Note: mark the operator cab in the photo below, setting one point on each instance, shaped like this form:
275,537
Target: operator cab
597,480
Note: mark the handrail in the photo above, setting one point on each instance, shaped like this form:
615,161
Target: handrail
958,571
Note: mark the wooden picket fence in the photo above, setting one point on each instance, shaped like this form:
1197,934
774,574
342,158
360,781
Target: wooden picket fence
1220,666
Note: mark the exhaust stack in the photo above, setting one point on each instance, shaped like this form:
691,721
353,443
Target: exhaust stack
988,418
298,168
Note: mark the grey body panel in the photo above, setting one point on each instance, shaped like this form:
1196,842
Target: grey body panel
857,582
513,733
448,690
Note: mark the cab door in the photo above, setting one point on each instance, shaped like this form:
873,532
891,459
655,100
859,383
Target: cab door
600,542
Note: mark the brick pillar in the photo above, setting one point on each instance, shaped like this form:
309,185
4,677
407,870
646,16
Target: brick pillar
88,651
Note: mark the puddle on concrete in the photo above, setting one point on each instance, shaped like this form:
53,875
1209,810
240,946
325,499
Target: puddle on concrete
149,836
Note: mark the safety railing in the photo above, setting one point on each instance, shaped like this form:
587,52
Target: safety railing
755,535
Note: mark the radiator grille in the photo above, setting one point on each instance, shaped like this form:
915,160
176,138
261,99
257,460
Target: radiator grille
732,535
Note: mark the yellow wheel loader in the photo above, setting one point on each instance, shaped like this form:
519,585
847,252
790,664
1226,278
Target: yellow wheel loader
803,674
++++++++++
Aim of the task:
Copy whichever lines above contain the string "point".

Exercise solution:
Note: mark the operator cab in the photo below, setting one point on each instance, shaped like this form:
Note: mark the handrail in the photo above, setting one point on each instance, shaped like this form:
Note: mark the wooden picket fence in the photo above, setting one point on each instance, shaped like this form:
Note: mark the exhaust stack in the photo above, setting one point on each instance, shaped like this form:
Note: mark the grey body panel in the photo above, setting one point on each instance, shaped like this form:
Note: mark the cab door in the photo above, setting one point on each instance, shaped like this form:
Note: mark the brick pillar in the photo above, setting one point on each instance, shaped like this form:
Note: mark the puddle on concrete in the photo above, setting one point on each instance, shaped like this form:
Note: mark the safety railing in the photo above, setting one point on each instance, shaped like this form:
Note: mark the radiator grille in the photo above, setting one point on each instance, shaped like this form:
Note: mark the yellow wheel loader in the photo above, setting one point on each instance, shaped like this form:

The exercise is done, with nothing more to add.